**The records**:

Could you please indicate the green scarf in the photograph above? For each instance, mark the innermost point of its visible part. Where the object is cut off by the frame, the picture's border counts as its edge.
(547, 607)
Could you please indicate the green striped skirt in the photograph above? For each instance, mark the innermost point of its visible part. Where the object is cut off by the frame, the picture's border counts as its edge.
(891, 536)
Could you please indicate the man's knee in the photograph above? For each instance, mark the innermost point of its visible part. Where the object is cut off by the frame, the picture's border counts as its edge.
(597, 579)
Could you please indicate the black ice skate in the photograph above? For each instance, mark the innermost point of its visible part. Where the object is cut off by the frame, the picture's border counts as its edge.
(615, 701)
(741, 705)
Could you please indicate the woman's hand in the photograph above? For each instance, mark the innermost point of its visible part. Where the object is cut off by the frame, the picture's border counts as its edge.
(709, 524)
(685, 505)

**Activity**:
All lines from the records above should be copied exactly.

**Solution to this exercise**:
Could you please indicate the green scarf in the photograph above? For each instance, mark the innermost point of its visible part. Where the object is cut off by the frame, the picture's border counts as its edge.
(547, 607)
Could you please indicate the green striped skirt in the photograph above? For each instance, mark the innermost point of its visible part. Where the object is cut off by the frame, the picture's border counts as its edge.
(891, 536)
Could you please indicate the man's knee in the photograph above? For each instance, mark the innermost point of its visible part. Where the object is cut off by the frame, the picture's border counts as its edge.
(597, 579)
Could you please indicate the black ice skate in the photograph above? For each instance, mark the innermost point of its visible part. Where the object is cut off by the frame, the picture's border counts as its edge.
(615, 701)
(741, 705)
Could you please indicate the woman's hand in the photograph above? For each instance, mark the innermost point of its visible part. Where the object is cut off by the frame, the picture's border counts as its edge.
(709, 524)
(685, 505)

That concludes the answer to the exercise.